● **Aim of the task**:
Before copying, set the pictures aside; then repeat every line below verbatim.

● **Material supplied**:

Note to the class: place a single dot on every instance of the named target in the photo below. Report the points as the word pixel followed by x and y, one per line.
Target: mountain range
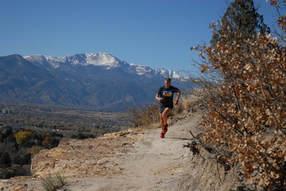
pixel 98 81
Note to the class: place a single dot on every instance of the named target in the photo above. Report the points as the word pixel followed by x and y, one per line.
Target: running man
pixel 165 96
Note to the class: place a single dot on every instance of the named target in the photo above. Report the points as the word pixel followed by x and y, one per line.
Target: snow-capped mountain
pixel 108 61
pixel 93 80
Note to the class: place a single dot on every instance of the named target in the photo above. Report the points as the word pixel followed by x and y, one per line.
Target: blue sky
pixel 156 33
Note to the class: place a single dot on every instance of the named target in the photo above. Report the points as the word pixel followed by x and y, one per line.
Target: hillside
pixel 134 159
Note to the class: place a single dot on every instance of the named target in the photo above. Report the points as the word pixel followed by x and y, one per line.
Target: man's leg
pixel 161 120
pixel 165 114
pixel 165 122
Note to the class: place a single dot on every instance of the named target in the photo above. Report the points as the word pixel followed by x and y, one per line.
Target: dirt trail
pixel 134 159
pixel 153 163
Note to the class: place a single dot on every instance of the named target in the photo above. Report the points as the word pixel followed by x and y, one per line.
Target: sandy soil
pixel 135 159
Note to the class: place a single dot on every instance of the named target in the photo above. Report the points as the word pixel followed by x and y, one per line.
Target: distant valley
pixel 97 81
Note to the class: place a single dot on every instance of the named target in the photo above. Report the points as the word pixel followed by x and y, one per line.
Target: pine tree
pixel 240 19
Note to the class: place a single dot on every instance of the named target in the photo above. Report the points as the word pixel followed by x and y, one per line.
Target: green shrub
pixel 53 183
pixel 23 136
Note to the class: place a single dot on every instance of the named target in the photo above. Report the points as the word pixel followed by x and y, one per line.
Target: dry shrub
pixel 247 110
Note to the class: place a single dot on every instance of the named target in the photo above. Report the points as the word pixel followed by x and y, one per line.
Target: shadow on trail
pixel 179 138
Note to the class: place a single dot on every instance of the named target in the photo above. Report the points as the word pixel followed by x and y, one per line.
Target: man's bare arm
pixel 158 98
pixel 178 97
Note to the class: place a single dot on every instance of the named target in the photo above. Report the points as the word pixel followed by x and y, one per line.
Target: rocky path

● **Solution to this exercise**:
Note to the class: place a single dot on every instance of the named target in the photo below. Report the points as the word pixel followed by x and y, one per line.
Target: mountain range
pixel 98 81
Note to the class: place a single dot on every instance of the named target in the photo above. Report the points as the word pixel followed by x and y, one per line.
Target: running man
pixel 165 96
Note to the class: place a single dot on every instance of the named target in the photo above. Report the points as the word pixel followed by x and y, one per line.
Target: snow-capped mountain
pixel 108 61
pixel 93 80
Note to the class: place a single dot on every instance of the named target in the photo above. Report the points as the word pixel followed by x and y, one per line.
Target: blue sky
pixel 156 33
Note to the class: place a single dot on every instance of the named target in the photo above. Report the points as the word pixel followed by x and y, one per line.
Target: hillside
pixel 134 159
Note to the class: place a single dot on every instance of the named target in the photo above. Report the points as the word pixel followed by x and y, one per line.
Target: man's leg
pixel 161 120
pixel 165 114
pixel 165 122
Note to the class: place a single dot on every instance of the named target in the photo above. Report the points as the word pixel followed by x and y, one per line.
Target: dirt trail
pixel 134 159
pixel 153 163
Note to the class: place a single dot on every instance of the named target in the photo above. Report the points as the word pixel followed by x and y, one per line.
Target: sandy soil
pixel 135 159
Note to the class: place a single dot on every instance of the named target in the photo above. Report the points as the word pixel followed by x and y, one per line.
Target: distant valley
pixel 97 81
Note to the class: place a single dot on every instance of the named target in the photo above. Report the points as the word pixel followed by x and y, one per line.
Target: pine tree
pixel 240 19
Note to the class: place a single dot on every instance of the named target in the photo above. Report the points as the word pixel followed by x and y, one per line.
Target: green shrub
pixel 53 183
pixel 23 136
Note to the class: place a single dot on every instance of the named target in the photo above. Report the points as the word pixel followed by x and y, one per line.
Target: dry shrub
pixel 247 110
Note to the class: place a single dot on every instance of the named target in the photo above. Report the points as the word pixel followed by x and y, one per line.
Target: shadow on trail
pixel 179 138
Note to the class: place a single dot on every instance of the named target in the photo above. Report the points as the word pixel followed by x and y, one per line.
Target: man's bare arm
pixel 158 98
pixel 178 97
Note to the class: place a single dot on every instance of the named target in the photo above. Report the points as the word pixel followed by x and y, one per line.
Target: rocky path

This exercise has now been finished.